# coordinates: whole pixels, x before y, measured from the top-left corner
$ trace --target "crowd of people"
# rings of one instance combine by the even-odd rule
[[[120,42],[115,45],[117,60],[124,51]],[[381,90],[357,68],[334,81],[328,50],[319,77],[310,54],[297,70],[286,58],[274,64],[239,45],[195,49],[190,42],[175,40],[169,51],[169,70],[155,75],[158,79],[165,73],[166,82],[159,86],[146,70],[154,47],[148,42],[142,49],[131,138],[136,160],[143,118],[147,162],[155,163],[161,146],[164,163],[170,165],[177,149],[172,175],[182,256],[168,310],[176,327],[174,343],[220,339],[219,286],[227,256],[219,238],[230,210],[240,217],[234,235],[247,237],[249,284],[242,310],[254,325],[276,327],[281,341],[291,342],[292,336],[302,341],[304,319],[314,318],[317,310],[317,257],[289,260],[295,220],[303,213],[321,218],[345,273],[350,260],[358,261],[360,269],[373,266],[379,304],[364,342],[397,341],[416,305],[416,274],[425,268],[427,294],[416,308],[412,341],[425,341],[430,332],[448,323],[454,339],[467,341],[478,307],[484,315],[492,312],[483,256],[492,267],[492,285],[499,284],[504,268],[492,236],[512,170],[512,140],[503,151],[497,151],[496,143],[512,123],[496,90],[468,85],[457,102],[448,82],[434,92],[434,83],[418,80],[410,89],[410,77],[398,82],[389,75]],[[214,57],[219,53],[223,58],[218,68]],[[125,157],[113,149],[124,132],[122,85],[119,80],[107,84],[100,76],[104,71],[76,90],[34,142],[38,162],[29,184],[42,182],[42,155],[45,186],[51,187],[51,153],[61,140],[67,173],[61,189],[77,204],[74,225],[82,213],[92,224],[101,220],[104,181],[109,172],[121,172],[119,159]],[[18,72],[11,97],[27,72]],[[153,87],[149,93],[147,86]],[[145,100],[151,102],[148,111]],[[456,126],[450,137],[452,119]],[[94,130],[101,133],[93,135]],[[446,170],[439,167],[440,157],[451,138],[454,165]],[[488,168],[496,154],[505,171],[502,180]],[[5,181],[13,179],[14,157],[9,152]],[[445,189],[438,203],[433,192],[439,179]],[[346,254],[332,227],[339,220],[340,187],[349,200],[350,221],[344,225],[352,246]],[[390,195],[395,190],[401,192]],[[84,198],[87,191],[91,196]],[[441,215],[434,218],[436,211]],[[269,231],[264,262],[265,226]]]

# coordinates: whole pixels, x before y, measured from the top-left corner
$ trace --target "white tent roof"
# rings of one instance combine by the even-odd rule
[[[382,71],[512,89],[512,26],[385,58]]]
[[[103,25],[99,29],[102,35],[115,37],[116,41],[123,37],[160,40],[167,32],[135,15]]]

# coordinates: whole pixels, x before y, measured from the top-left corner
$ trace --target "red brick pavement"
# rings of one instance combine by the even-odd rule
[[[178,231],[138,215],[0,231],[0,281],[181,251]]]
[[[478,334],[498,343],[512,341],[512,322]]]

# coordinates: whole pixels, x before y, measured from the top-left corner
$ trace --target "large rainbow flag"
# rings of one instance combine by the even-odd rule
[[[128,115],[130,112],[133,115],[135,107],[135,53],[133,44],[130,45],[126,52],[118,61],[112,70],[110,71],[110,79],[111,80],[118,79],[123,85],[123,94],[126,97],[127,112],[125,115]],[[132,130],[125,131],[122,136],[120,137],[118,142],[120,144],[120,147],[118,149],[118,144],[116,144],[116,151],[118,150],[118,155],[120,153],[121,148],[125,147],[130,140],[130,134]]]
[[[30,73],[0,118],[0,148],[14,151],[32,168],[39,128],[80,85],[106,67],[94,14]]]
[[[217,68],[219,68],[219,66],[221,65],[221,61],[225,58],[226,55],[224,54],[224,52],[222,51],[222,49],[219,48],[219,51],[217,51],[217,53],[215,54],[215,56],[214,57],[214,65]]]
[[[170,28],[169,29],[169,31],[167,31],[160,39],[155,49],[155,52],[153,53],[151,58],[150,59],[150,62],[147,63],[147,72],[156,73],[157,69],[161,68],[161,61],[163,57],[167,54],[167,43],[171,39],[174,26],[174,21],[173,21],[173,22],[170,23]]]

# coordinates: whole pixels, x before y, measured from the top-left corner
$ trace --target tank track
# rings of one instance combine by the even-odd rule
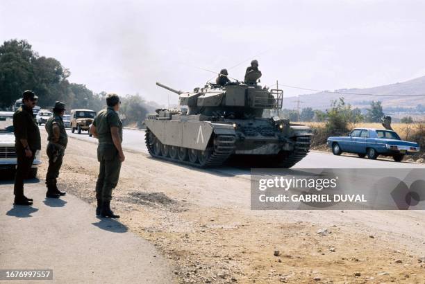
[[[294,150],[292,152],[283,152],[277,156],[277,166],[283,168],[290,168],[302,160],[310,152],[310,136],[299,136],[295,139]]]
[[[235,142],[236,141],[234,135],[222,135],[216,134],[214,138],[213,146],[210,147],[212,149],[212,153],[208,157],[206,161],[201,164],[199,159],[197,159],[196,163],[192,163],[188,159],[181,160],[178,157],[173,159],[169,155],[164,157],[162,154],[158,155],[155,154],[152,143],[149,141],[149,135],[151,132],[146,130],[144,135],[144,141],[146,147],[151,156],[161,159],[162,160],[172,161],[184,165],[188,165],[197,168],[213,168],[222,165],[227,159],[233,153],[235,150]],[[152,134],[152,135],[153,135]],[[186,148],[189,150],[188,148]]]

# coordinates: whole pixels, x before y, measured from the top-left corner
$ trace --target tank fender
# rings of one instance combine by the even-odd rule
[[[289,137],[299,136],[312,136],[312,131],[308,126],[305,125],[290,125],[288,129]]]
[[[233,125],[223,123],[212,123],[214,133],[221,135],[236,135]]]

# Esercizio:
Estrai dai dati ogni riga che contiene la parola "trace" e riportala per intero.

# Risposta:
$ trace --target "crowd of people"
$ trace --target "white tent roof"
$ trace --target "red brick pavement"
$ trace --target "large rainbow flag"
$ trace --target tank track
$ trace --target tank fender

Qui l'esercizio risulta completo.